## TEXTO EXTRAÍDO
▽
O tamanho do seu quintal

Juliana Barreto Tavares
Revista Subjetiva
Published in
3 min readOct 1, 2017
São Paulo / Reprodução

São Paulo é um grande feudo, a gente só não sabe. É 2017 e ainda escuto preconceito velados (ou não) sobre um nordeste provinciano e coronelista, enquanto sou obrigada a ver uma megalópole de 20 milhões de habitantes que está organizada em mini clubes de amigos do rei.

Um dia me ensinaram a acreditar nos meus sonhos, a trabalhar duro, dormir pouco, fé na vida, em deus, nos astros. Engoli o choro e segui. Eu acreditei, tomei café até aprender a gostar, pó de guaraná até começar a ter insônia, comi chocolate até aumentar o número da calça.

Sonho e escrevo em letras grandes, sempre. Sonhei e conquistei, muito. Mesmo com o meu pessimismo irremediável, com a minha ansiedade e megalomania, reconheço que já fui longe. Conquistei outros idiomas, países, livros, diplomas, pessoas. Cheguei em lugares que mal sabia onde ficavam e cheguei bem, sem passar vergonha, sem fazer feio. Não houve lugar que não tenha feito amigos, conquistado admiradores (quem sabe até inimigos).
△
## MATERIAL DE ORIGEM
▽
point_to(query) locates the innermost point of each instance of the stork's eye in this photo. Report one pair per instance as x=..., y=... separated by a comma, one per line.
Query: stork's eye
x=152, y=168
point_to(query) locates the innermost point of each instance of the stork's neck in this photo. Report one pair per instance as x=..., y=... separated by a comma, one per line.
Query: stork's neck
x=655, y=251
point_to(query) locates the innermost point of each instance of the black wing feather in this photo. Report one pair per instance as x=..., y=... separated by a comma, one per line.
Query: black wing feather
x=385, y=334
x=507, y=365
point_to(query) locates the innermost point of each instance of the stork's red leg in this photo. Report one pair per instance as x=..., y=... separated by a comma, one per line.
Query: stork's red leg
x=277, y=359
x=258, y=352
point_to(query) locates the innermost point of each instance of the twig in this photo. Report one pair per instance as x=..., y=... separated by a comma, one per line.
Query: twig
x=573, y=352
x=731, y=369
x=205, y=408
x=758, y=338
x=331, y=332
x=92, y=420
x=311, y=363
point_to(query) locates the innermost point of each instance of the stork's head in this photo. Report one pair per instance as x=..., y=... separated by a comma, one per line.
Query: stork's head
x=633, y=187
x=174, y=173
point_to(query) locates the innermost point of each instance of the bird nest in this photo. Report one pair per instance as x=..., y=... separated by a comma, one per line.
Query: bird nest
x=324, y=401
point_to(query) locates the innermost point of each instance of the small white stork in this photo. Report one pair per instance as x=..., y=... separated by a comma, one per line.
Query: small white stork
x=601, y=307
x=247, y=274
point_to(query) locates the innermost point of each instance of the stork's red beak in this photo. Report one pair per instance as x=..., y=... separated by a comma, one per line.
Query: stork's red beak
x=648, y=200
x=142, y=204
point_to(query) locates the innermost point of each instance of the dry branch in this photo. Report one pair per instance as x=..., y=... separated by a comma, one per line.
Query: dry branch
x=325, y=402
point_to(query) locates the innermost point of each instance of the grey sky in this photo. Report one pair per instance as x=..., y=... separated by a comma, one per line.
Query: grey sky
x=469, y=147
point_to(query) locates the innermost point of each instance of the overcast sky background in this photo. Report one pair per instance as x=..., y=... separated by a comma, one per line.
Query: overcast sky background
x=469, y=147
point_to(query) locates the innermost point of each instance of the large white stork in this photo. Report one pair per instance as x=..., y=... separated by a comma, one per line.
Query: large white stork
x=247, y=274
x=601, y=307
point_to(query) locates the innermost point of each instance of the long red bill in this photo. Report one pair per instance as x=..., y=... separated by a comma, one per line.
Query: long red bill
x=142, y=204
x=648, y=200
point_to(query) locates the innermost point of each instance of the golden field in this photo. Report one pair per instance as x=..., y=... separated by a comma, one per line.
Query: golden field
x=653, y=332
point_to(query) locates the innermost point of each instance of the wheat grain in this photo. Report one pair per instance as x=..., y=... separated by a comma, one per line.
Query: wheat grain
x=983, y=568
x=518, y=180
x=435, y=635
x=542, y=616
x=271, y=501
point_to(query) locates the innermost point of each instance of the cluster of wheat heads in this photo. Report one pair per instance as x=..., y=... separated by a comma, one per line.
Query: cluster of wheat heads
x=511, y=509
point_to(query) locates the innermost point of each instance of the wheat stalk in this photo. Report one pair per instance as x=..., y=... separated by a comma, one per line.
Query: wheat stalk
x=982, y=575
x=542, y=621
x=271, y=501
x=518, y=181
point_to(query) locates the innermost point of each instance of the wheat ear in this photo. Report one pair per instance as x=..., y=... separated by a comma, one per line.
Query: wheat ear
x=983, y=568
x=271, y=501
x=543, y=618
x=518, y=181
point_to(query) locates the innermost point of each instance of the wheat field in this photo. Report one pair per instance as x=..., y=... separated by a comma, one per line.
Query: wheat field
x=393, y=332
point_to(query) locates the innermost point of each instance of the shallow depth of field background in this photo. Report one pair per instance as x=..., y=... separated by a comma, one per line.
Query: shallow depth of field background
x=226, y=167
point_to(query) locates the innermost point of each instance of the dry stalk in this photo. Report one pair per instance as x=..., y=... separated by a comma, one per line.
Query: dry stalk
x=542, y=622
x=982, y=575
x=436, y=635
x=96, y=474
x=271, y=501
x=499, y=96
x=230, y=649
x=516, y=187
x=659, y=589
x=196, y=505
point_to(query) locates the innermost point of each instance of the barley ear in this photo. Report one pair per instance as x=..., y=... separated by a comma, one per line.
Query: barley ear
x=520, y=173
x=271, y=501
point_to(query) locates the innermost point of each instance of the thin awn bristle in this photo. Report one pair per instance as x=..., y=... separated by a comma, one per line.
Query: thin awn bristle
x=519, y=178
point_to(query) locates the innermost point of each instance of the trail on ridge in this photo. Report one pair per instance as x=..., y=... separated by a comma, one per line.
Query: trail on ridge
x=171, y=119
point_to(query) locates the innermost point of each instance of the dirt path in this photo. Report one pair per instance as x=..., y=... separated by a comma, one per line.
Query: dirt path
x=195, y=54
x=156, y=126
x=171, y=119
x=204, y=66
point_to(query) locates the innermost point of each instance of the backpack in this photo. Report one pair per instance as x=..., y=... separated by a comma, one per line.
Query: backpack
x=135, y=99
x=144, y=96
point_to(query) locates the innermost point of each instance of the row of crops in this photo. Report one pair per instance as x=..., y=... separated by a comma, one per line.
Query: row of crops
△
## ATIVIDADES
a - Devolva sem alterações o trecho do texto sobre São Paulo que começa nas palavras "São Paulo é" e termina depois de "amigos do rei.".
b - Com base no texto sobre São Paulo, explique em uma a três frases por que a cidade é chamada de grande feudo.

## RESPOSTAS
a -
São Paulo é um grande feudo, a gente só não sabe. É 2017 e ainda escuto preconceito velados (ou não) sobre um nordeste provinciano e coronelista, enquanto sou obrigada a ver uma megalópole de 20 milhões de habitantes que está organizada em mini clubes de amigos do rei.

b - São Paulo é chamada de grande feudo porque, segundo o texto, é uma megalópole de 20 milhões de habitantes organizada em mini clubes de amigos do rei.